* START Dataset records *

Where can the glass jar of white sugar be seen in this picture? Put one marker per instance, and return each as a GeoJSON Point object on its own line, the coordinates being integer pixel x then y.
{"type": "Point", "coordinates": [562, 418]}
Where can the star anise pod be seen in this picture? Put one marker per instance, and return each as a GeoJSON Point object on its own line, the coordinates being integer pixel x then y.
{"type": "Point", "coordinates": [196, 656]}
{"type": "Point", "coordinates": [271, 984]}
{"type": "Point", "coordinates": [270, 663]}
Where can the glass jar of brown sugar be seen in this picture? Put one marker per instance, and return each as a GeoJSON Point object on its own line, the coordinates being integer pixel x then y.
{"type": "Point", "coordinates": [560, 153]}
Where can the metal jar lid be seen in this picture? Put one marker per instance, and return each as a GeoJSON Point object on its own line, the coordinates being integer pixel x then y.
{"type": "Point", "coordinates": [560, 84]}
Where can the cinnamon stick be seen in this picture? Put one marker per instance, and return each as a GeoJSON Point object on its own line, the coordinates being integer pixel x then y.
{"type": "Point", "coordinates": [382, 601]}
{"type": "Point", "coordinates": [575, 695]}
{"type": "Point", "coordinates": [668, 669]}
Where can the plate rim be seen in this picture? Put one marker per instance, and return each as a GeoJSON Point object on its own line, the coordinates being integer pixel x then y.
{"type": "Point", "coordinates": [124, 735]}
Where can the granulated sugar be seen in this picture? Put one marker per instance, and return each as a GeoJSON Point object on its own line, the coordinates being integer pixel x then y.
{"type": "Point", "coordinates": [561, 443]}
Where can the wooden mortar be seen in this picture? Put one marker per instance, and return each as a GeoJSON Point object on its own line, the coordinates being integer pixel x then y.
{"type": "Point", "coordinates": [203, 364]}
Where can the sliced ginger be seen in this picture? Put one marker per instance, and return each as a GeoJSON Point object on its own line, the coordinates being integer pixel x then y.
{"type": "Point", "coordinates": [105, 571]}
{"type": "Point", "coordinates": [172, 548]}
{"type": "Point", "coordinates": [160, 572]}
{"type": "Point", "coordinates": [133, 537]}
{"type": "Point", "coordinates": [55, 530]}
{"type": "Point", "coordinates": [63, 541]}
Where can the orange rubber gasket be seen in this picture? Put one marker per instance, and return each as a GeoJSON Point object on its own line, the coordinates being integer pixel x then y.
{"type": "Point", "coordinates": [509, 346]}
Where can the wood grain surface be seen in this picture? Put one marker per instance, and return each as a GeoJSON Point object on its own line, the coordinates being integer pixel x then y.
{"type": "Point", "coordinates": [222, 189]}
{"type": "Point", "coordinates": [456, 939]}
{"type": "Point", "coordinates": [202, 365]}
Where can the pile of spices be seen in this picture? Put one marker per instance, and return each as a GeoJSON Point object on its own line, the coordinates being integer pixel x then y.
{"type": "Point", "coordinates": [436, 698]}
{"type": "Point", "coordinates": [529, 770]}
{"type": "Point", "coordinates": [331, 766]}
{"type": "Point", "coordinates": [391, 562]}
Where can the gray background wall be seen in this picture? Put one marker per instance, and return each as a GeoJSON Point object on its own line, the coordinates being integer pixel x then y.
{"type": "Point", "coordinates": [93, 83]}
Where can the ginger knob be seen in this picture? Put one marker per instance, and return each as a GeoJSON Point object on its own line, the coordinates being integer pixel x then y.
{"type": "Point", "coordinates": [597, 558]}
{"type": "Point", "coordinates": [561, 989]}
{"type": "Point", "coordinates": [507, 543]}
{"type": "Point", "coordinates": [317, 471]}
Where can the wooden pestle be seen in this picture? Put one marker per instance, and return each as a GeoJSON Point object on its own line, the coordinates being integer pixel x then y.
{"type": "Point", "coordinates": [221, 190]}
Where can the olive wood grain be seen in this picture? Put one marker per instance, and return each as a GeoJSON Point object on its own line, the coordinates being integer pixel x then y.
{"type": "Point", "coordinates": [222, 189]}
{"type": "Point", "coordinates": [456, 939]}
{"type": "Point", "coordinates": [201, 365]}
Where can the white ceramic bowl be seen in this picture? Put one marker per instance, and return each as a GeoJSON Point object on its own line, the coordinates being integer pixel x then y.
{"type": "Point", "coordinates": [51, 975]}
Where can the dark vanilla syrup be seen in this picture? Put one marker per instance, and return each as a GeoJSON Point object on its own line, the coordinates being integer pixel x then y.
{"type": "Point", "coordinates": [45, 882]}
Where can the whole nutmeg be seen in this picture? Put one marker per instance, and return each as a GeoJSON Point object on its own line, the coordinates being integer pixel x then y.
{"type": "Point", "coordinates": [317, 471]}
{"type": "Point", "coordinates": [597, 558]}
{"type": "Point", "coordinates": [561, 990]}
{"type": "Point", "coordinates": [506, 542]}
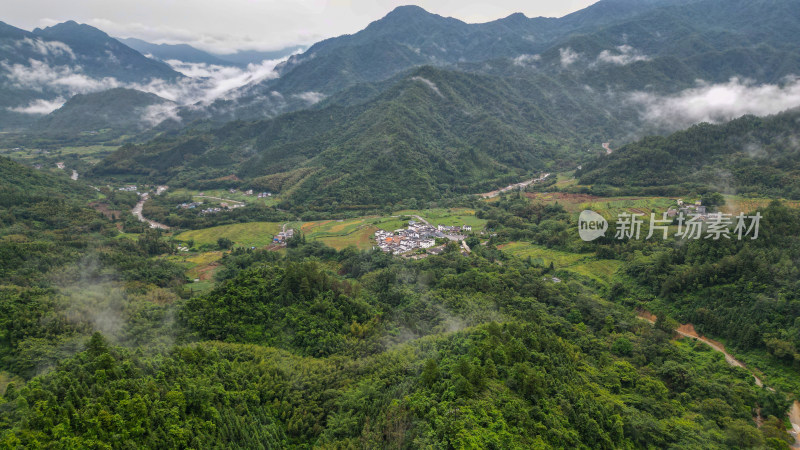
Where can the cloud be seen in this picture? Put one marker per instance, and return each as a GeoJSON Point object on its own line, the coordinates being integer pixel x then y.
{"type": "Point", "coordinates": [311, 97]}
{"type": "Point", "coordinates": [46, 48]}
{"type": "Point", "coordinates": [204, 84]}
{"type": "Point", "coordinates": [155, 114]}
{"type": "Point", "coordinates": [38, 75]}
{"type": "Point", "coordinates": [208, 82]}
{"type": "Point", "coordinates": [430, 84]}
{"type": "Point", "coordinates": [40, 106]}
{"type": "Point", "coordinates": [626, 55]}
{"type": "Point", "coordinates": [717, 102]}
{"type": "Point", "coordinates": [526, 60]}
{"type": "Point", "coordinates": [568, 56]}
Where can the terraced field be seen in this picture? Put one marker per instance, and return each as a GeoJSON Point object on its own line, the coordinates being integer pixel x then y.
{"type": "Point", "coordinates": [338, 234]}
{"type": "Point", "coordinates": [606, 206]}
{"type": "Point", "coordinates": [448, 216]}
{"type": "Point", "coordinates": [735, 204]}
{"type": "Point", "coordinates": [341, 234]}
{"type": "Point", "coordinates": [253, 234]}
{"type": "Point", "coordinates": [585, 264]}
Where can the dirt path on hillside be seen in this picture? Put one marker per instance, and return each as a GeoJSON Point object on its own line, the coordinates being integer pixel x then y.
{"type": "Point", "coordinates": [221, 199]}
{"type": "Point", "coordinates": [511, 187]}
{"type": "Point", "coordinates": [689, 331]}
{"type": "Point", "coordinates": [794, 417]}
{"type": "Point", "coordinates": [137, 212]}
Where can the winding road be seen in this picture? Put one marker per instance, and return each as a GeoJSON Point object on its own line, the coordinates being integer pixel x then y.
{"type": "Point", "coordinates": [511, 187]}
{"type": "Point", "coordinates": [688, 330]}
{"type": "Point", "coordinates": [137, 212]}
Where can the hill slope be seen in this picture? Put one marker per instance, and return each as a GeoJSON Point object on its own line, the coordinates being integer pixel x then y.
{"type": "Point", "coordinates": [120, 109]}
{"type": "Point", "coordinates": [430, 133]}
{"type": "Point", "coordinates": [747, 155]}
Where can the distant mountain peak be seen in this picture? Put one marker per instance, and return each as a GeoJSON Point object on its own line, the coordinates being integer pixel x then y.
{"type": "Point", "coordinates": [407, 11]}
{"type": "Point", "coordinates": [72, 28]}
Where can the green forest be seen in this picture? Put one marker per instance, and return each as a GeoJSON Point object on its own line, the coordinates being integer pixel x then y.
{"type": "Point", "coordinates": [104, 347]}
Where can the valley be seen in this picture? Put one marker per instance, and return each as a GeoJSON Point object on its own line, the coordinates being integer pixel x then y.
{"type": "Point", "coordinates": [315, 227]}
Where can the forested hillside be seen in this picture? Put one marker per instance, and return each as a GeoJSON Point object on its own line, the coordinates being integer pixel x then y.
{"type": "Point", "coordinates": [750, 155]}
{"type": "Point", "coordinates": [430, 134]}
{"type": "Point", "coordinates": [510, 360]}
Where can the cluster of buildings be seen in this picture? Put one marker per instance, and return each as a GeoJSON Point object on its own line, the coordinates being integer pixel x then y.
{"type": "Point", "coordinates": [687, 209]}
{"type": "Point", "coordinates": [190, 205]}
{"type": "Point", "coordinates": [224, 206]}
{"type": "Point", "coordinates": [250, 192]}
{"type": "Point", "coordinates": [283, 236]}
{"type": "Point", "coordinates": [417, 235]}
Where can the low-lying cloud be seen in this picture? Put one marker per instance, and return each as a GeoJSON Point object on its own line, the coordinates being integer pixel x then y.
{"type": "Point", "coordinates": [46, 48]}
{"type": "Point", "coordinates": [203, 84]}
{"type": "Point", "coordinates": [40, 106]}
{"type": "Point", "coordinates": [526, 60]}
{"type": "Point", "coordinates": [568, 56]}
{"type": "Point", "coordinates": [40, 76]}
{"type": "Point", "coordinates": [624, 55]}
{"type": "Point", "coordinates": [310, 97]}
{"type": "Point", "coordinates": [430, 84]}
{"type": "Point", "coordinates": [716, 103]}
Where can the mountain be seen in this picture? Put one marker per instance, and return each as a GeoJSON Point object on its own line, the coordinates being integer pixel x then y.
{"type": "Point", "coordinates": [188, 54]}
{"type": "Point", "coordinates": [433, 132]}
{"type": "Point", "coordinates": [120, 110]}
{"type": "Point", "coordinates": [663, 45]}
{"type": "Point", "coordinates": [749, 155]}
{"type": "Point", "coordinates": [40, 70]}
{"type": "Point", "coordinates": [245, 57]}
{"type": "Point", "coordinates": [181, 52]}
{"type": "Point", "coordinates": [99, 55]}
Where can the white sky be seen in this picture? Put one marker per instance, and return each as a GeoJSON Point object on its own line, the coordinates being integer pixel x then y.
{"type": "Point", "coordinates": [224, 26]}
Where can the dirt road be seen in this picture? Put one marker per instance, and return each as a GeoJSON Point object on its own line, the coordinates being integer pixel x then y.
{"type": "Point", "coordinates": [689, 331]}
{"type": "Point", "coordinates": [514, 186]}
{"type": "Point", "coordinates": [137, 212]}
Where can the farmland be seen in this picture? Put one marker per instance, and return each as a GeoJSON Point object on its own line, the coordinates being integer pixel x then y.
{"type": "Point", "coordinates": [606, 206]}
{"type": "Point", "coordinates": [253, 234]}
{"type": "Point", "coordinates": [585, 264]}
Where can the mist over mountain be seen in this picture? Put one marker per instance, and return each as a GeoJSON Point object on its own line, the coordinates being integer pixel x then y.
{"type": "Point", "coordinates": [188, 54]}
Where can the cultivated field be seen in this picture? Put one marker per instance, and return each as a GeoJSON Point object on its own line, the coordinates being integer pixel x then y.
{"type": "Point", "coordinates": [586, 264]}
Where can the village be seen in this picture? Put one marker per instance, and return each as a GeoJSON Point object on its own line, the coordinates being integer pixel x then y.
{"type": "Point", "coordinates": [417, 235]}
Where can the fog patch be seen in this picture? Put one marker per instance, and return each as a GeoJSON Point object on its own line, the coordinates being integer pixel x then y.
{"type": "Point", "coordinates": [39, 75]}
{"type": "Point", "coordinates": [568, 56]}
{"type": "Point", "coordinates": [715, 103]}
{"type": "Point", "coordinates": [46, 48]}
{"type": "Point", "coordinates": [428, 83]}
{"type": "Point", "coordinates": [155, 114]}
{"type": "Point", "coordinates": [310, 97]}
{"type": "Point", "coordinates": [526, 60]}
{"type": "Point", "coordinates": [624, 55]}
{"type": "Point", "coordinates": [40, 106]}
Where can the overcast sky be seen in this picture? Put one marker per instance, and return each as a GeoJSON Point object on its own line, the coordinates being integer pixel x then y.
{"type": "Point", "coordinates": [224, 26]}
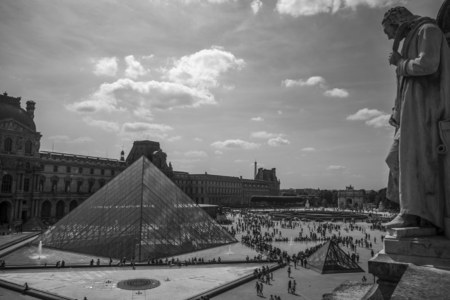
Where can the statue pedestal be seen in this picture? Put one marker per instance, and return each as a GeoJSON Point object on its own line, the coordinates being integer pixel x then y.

* END Dataset records *

■ Exercise requirements: Extract only the lines from the line containing "Where can the overcast" through the final line of the listing above, unchanged; pictures stay out of the copy.

■ Result below:
Where can the overcast sky be seen in this picture? Put one marker per instance, and return each as a GeoJSON Point object on its own line, the coordinates being integer pixel x then y.
{"type": "Point", "coordinates": [224, 26]}
Where can the statue pedestal be seen in this picture? Put one marker per instance, and return each as a GeoJSON Point object on its own line, the coordinates being integer pixel x then y.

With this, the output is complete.